Assigned task
Reproduce the passage below about waiting for Comlex level 1 results word for word.

Passage for review
-*-*-
I’m scared, no I’m terrified, as I wait for the results of my latest attempt at Comlex level 1. This is my third and final try to pass a test that every other D.O. in the world has passed. I know that I’m not an idiot, but this test has really gotten the best of me.
My stomach is tied in knots. I get nauseous every day when I check the NBOME website to see if my score has been posted. I haven’t slept good in a week. I’m tired. My blood pressure is out of sight. I don’t know what to do.
It’s been two weeks since I took the test. It’s your standard computerized test. Others get their results immediately. The NBOME takes about a month to get the results out. I don’t know why. The test is no standard test. There was not one straight forward question on the exam. For example, a patient has these symptoms, what is the disease? No, Comlex questions are more like the patient has these symptoms, what was the name of the dog of the scientist for whom this disease is named?
-*-*-
Source material
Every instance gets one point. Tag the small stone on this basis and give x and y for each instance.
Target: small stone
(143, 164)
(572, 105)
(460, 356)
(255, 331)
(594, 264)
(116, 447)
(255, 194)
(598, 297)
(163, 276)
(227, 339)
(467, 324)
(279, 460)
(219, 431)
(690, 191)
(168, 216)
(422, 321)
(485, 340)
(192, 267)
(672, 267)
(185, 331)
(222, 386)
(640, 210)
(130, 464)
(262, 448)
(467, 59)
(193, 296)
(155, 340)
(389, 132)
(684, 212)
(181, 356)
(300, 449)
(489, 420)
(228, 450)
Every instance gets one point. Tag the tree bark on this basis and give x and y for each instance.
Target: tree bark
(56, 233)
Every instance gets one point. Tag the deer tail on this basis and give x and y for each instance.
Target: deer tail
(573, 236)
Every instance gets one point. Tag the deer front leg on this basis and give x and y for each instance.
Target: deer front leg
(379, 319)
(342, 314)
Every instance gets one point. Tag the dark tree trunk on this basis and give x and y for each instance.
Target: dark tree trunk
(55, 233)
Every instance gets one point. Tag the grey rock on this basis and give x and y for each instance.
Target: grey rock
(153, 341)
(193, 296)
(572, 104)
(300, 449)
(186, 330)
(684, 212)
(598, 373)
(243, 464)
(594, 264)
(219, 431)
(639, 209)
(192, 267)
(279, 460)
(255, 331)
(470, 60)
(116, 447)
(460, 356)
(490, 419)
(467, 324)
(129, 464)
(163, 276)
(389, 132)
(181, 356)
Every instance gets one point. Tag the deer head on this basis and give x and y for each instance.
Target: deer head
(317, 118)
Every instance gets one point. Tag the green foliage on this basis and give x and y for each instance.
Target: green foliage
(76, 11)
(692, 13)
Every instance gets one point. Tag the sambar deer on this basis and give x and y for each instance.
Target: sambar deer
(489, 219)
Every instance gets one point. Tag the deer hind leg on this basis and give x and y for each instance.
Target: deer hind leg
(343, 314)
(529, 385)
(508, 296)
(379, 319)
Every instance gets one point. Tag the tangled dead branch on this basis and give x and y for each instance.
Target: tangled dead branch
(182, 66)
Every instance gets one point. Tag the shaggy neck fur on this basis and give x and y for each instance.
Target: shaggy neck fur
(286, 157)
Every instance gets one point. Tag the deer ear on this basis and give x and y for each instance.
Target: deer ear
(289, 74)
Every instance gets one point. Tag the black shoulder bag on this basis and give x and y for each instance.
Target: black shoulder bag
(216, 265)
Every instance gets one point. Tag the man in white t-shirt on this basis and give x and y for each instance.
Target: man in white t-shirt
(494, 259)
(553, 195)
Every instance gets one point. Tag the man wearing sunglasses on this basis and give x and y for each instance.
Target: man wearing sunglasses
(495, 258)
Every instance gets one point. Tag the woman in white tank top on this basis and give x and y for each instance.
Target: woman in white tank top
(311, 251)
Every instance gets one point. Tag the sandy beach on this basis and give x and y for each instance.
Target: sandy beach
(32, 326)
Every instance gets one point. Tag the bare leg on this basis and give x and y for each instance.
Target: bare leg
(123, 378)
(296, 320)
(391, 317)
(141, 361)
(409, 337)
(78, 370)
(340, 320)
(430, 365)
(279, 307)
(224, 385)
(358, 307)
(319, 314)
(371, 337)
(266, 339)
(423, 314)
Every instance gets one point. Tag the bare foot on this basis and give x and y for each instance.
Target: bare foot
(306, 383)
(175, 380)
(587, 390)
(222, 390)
-*-*-
Response to the task
I’m scared, no I’m terrified, as I wait for the results of my latest attempt at Comlex level 1. This is my third and final try to pass a test that every other D.O. in the world has passed. I know that I’m not an idiot, but this test has really gotten the best of me.
My stomach is tied in knots. I get nauseous every day when I check the NBOME website to see if my score has been posted. I haven’t slept good in a week. I’m tired. My blood pressure is out of sight. I don’t know what to do.
It’s been two weeks since I took the test. It’s your standard computerized test. Others get their results immediately. The NBOME takes about a month to get the results out. I don’t know why. The test is no standard test. There was not one straight forward question on the exam. For example, a patient has these symptoms, what is the disease? No, Comlex questions are more like the patient has these symptoms, what was the name of the dog of the scientist for whom this disease is named?